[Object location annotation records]
--

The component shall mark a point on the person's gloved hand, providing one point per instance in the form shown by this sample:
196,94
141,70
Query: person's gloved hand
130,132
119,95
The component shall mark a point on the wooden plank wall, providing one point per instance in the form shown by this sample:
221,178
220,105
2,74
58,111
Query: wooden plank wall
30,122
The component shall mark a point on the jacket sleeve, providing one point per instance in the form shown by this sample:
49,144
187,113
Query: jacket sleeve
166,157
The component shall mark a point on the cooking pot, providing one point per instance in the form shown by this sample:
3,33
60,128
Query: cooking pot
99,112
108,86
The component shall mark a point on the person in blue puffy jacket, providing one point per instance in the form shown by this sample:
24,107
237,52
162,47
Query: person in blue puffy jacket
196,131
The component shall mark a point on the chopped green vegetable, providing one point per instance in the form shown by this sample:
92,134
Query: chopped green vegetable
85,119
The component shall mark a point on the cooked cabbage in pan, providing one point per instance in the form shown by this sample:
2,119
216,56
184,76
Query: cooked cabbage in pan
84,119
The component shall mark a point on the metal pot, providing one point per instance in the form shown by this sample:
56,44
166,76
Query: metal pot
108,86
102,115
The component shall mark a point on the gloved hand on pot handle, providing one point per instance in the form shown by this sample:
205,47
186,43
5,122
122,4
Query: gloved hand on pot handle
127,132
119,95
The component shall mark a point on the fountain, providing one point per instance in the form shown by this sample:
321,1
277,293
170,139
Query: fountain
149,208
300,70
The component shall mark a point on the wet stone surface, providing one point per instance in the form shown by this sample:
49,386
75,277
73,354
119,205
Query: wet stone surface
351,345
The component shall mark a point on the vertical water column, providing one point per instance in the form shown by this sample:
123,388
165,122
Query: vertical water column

--

Required work
Reproduce the records from the line with "The component shall mark a point on the gloved" up to and including the final line, requests included, and output only those lines. Multiply each answer coordinate by 1.3 and round to whole numbers, with halves going up. Leave the numbers in the requests and their format samples unchanged.

Full answer
The component shall mark a point on the gloved hand on pot handle, providing one point per instance in the form shown by this sample:
205,47
186,43
5,122
122,4
Query: gloved hand on pot handle
165,172
155,124
The component shall mark a point on the fountain, providing one point per instance in the form shown by this sample:
321,1
277,293
170,139
Query: fountain
194,270
390,91
The component shall mark a point on the wet stone surface, providing one point per instance in the form shown by this sample:
49,386
75,277
73,354
119,205
Query: wet stone surface
456,449
The component shall mark a point on the vertical water column, providing one point per instance in the form shown by this sample:
123,388
165,122
Query: vertical water column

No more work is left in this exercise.